Recorded data —
>> BEGIN
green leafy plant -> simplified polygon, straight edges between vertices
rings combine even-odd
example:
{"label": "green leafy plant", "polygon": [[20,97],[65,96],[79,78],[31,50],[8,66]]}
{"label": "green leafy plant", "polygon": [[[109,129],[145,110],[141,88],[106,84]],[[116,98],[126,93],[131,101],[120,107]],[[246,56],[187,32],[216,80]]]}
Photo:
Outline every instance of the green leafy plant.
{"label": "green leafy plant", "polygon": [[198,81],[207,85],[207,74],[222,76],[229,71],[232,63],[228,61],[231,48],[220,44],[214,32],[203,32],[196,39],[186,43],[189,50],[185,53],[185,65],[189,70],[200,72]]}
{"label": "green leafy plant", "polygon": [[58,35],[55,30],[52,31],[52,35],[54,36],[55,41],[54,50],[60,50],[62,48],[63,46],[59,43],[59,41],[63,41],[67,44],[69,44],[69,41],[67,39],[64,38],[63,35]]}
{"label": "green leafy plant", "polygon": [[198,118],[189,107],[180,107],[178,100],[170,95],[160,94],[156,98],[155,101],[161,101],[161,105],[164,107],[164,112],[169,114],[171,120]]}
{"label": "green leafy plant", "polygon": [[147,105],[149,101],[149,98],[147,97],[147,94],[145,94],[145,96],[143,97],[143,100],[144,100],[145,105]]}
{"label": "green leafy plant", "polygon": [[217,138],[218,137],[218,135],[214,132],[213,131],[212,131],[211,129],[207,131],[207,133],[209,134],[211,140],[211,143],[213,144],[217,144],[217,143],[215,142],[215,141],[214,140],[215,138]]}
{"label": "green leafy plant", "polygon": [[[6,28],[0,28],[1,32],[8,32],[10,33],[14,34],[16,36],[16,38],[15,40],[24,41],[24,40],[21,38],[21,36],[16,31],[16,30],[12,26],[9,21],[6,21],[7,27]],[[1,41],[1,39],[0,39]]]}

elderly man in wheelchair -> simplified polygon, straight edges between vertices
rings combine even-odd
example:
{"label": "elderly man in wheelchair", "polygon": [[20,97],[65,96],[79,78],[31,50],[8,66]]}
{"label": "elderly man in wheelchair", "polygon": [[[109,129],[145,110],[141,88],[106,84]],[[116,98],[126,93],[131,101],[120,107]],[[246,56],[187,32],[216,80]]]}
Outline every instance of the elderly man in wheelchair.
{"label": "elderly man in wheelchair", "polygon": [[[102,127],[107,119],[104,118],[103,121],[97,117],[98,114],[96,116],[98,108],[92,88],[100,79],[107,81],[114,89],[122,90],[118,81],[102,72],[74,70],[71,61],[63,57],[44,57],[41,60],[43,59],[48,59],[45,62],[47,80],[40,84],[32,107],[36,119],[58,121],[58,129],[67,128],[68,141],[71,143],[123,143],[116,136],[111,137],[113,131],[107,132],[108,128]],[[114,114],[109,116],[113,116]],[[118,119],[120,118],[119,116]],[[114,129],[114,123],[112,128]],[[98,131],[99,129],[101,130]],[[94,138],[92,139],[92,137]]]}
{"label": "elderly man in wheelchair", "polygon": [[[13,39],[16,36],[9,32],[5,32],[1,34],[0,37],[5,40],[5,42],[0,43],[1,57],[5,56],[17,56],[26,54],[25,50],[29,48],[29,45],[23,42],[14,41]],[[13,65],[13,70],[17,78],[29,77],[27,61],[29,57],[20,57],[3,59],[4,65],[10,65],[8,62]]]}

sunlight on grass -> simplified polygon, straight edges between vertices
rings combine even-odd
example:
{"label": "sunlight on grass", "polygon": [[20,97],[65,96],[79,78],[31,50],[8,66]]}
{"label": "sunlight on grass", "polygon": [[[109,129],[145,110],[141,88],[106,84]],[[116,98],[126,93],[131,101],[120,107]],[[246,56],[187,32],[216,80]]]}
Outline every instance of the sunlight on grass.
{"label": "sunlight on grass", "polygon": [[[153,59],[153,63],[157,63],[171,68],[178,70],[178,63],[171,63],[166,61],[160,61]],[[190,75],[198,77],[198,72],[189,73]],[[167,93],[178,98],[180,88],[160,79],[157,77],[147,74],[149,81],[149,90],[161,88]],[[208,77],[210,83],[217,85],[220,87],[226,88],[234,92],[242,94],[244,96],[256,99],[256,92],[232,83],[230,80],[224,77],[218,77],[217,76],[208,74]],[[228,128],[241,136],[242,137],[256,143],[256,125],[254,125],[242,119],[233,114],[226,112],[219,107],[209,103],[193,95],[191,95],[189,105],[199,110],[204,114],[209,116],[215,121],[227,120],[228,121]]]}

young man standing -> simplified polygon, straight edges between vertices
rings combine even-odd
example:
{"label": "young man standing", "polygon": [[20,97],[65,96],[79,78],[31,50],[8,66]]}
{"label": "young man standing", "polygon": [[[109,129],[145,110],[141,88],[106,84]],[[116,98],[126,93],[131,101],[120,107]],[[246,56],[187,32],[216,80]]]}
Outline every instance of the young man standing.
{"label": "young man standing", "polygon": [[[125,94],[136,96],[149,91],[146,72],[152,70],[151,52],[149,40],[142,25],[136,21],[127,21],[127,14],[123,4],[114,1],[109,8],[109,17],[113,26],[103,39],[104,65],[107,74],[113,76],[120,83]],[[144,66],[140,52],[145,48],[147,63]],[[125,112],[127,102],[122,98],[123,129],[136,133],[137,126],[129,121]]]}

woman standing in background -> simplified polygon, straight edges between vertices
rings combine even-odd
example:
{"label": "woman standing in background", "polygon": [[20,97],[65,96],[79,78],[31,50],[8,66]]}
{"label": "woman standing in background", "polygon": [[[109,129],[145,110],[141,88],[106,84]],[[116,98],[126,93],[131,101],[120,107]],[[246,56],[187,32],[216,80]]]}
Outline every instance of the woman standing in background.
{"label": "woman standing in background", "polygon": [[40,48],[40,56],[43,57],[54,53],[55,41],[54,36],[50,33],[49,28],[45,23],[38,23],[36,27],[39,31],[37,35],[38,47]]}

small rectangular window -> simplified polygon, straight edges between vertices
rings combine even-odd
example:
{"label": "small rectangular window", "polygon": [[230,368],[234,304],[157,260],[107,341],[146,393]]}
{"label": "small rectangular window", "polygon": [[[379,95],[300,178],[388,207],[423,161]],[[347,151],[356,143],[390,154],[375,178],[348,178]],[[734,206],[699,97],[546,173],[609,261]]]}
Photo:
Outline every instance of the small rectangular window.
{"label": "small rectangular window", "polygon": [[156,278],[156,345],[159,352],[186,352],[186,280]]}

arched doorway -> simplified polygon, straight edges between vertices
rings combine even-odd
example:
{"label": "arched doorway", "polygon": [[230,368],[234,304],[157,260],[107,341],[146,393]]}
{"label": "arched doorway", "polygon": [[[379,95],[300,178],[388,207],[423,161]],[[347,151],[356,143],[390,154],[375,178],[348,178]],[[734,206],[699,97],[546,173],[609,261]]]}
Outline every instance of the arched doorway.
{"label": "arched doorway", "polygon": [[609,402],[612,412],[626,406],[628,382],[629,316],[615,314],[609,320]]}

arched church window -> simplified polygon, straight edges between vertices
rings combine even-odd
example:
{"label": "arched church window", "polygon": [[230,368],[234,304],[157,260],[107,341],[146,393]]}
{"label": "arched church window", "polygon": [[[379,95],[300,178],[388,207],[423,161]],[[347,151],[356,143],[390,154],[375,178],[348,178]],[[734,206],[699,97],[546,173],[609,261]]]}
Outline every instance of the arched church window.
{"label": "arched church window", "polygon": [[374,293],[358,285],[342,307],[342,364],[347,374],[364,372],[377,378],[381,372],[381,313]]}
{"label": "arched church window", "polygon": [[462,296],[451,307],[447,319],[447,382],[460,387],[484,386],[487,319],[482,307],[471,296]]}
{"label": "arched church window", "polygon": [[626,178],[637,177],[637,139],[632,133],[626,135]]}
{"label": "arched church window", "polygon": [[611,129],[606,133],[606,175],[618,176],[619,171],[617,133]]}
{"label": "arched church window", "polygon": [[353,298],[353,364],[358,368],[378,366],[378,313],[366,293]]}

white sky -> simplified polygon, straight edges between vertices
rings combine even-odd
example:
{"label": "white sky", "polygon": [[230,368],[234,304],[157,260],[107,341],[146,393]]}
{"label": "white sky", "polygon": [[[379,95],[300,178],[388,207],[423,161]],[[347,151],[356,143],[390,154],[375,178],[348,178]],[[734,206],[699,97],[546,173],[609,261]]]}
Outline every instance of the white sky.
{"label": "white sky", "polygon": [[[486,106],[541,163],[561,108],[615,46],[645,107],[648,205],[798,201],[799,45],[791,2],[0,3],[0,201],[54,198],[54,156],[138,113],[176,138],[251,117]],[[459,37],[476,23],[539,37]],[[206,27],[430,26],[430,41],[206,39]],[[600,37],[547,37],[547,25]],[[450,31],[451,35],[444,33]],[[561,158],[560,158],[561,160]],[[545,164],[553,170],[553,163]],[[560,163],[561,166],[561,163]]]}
>> END
>> BEGIN
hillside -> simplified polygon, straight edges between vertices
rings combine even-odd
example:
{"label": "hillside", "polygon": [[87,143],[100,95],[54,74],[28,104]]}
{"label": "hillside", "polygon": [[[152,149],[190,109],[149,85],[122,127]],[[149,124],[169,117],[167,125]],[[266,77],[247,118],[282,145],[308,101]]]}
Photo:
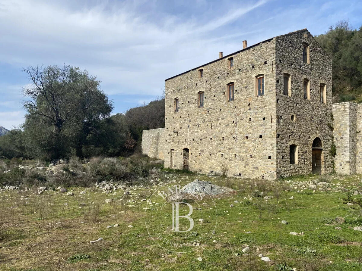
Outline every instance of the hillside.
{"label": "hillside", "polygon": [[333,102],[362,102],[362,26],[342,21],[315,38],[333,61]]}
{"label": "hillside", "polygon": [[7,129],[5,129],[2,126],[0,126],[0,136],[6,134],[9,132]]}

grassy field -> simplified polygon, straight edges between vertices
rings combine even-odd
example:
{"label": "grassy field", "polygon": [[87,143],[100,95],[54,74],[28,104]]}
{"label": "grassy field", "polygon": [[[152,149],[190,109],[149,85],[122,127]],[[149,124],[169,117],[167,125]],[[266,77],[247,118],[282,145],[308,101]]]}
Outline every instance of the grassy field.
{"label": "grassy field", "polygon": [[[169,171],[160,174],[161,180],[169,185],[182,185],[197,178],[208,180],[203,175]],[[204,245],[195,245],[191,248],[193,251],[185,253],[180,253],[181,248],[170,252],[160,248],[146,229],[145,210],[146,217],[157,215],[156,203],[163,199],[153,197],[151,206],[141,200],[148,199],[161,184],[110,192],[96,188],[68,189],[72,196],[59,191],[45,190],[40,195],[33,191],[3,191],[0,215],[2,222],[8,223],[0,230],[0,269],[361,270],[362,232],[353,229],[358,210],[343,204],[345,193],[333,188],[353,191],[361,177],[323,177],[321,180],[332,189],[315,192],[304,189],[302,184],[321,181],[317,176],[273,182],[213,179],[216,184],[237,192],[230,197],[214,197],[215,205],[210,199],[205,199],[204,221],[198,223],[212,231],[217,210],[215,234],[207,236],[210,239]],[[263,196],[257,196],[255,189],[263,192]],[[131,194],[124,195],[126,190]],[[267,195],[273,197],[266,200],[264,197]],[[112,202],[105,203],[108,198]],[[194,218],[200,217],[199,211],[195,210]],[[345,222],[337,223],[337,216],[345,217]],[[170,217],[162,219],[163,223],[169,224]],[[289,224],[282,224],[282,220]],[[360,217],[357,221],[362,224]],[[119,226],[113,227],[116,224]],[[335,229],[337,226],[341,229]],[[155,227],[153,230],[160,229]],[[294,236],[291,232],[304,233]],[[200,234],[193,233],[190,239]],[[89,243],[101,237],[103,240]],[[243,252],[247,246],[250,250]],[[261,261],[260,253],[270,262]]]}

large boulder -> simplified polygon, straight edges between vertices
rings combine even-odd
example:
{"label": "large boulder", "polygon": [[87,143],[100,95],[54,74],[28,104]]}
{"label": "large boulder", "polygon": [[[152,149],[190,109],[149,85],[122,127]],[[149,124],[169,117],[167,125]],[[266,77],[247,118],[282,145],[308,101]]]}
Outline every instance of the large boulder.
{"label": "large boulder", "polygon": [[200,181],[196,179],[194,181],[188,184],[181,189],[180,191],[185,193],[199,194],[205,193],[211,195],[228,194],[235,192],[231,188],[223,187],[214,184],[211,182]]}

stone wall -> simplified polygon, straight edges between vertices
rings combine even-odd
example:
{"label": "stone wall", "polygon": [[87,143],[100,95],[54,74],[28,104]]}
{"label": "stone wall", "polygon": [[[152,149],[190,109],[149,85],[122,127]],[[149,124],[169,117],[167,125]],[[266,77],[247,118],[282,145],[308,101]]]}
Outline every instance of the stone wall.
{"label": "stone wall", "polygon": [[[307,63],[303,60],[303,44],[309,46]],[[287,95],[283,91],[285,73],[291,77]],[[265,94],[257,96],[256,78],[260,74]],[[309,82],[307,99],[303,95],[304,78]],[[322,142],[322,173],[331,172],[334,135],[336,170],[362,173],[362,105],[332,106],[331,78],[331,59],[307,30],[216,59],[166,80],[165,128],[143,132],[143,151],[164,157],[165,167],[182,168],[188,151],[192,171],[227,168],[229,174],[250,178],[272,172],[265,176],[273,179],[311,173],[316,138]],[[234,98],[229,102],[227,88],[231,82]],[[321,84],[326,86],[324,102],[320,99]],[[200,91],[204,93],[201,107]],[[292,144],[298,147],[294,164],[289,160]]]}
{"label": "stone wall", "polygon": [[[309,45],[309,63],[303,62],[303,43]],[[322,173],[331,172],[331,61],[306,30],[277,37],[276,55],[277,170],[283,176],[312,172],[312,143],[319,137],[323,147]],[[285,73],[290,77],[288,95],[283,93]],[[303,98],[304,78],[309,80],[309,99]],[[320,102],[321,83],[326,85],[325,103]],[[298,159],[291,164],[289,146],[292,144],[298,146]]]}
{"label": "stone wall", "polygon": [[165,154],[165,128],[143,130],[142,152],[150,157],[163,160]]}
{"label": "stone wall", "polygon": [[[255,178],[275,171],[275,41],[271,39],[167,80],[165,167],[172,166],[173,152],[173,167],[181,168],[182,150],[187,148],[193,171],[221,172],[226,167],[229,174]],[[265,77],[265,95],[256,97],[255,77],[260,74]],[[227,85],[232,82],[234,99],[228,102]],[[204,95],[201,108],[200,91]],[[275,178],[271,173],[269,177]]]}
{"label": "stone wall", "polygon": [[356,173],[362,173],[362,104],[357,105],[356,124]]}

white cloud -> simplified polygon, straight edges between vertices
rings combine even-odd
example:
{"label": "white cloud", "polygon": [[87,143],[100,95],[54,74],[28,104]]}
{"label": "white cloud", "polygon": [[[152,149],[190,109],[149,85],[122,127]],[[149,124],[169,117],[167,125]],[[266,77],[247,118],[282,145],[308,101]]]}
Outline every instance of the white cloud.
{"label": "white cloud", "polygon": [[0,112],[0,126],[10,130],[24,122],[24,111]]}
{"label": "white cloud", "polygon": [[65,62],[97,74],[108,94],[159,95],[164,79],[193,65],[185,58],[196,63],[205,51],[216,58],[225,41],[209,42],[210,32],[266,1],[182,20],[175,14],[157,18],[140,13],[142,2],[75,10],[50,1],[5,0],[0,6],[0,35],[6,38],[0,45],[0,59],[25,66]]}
>> END
Stated exercise —
Substitute "background figure" for every occurrence of "woman standing in background" in the material between the lines holding "woman standing in background ->" and "Outline every instance of the woman", inclusive. Present only those lines, with everything else unchanged.

Output for this exercise —
background figure -> simplified polygon, straight edges between vertices
rings combine even-odd
example:
{"label": "background figure", "polygon": [[20,97],[65,96],[79,78],[31,50],[8,66]]}
{"label": "background figure", "polygon": [[[109,129],[145,110],[141,88],[106,84]],[[116,98],[126,93],[131,101],[120,107]],[[246,56],[187,32],[216,80]]]}
Outline every instance of the background figure.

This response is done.